▸ Given exercise
Copy the entries from the line containing "Annotate the bicycle front" through the end of the entries, replacing "Annotate" with "Mark" everywhere and leaving everything else unchanged. Leave the pictures out of your copy.
** START Dataset records **
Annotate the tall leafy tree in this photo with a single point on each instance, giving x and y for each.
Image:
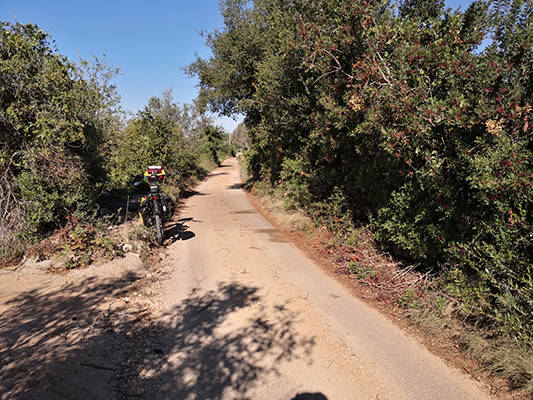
(54, 120)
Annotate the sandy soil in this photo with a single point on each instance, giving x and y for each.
(230, 309)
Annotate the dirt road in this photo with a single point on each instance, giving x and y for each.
(233, 310)
(249, 316)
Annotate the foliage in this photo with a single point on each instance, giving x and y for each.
(54, 118)
(396, 112)
(77, 245)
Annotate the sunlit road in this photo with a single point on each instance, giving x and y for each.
(249, 316)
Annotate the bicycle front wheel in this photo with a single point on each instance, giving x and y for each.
(159, 227)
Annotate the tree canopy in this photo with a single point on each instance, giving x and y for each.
(395, 112)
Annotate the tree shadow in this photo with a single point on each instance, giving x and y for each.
(63, 343)
(82, 342)
(310, 396)
(236, 186)
(199, 352)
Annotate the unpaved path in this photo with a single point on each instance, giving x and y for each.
(249, 316)
(230, 310)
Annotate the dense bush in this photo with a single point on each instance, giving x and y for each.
(394, 112)
(54, 117)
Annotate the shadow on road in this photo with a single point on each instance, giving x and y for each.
(62, 344)
(81, 342)
(199, 353)
(175, 231)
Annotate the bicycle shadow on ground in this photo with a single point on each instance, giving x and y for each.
(194, 354)
(178, 230)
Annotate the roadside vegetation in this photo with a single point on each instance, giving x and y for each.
(400, 130)
(406, 122)
(67, 150)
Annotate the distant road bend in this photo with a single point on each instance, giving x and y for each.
(249, 316)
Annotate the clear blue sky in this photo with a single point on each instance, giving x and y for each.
(150, 40)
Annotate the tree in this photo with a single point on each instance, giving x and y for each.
(54, 121)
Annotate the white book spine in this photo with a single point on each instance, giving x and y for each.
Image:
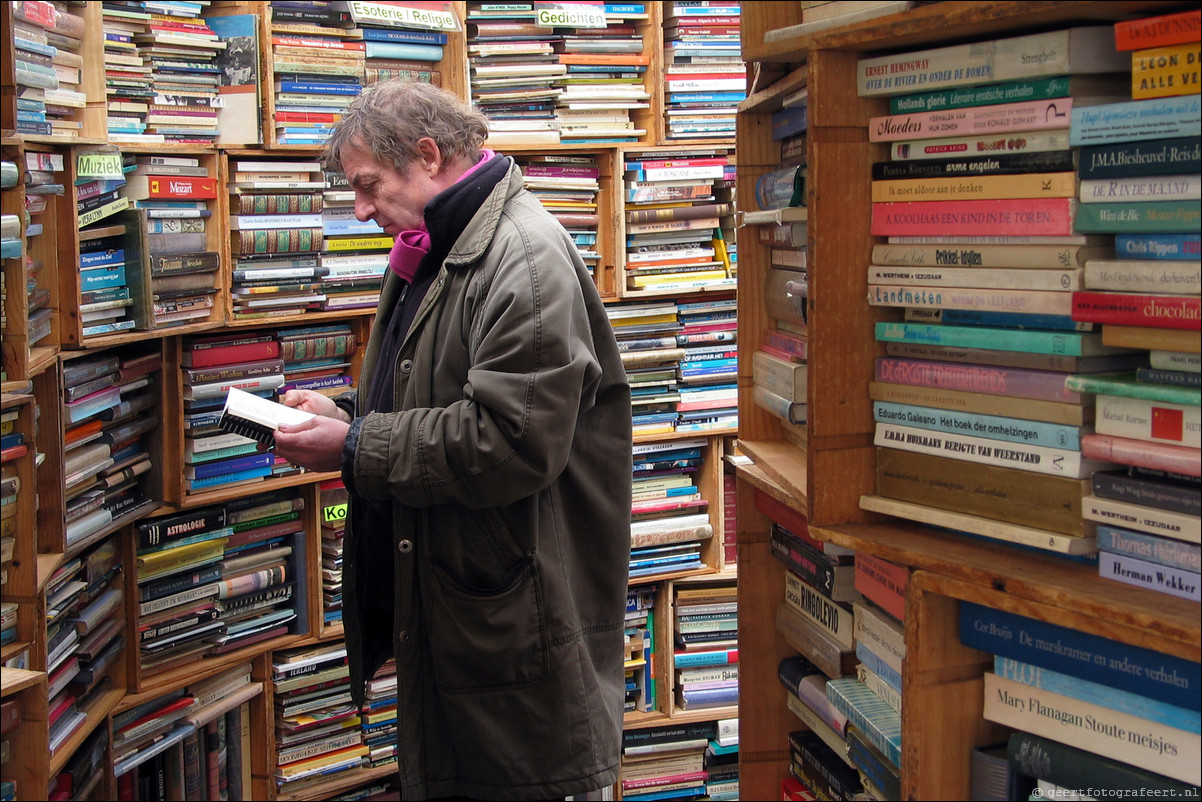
** END Dataset records **
▸ Response to the task
Mark the bicycle front wheel in this photo with a single point on each instance, giving x and y for each.
(159, 227)
Mark the tree canopy in this photo with a single point on each instance, giving x and y for each.
(395, 112)
Mark the tree shadow in this photo with a single point on each instance, giving x and y for each.
(63, 343)
(82, 342)
(310, 396)
(236, 186)
(199, 352)
Mark the unpaved path in this photo with a single point on each instance, giving x and y for each.
(249, 316)
(230, 310)
Mark the dense bush in this photo with a single point on each instance, giving x and y for each.
(394, 112)
(54, 117)
Mark the shadow on road in this photo with a single point on each instance, giving x and y for each.
(62, 344)
(81, 342)
(199, 353)
(175, 231)
Mark the bicycle shadow on ground in this photo with a single point on each instance, giving x and y for each.
(194, 354)
(178, 230)
Mark the roadside vegetation in this photo with a single point on each instance, giving x and y for each.
(400, 130)
(406, 122)
(67, 150)
Mark the distant road bend in this photo with a single point on each instance, giving x and y for each.
(249, 316)
Mark the clear blue sky in this photo with a single point on each instance, giving x and y for each.
(150, 40)
Mark the tree in this photo with a single point on each instance, giving x and y for each.
(54, 121)
Mark the white book spine in this photo with a single point on each instance, giving x and y for each.
Image:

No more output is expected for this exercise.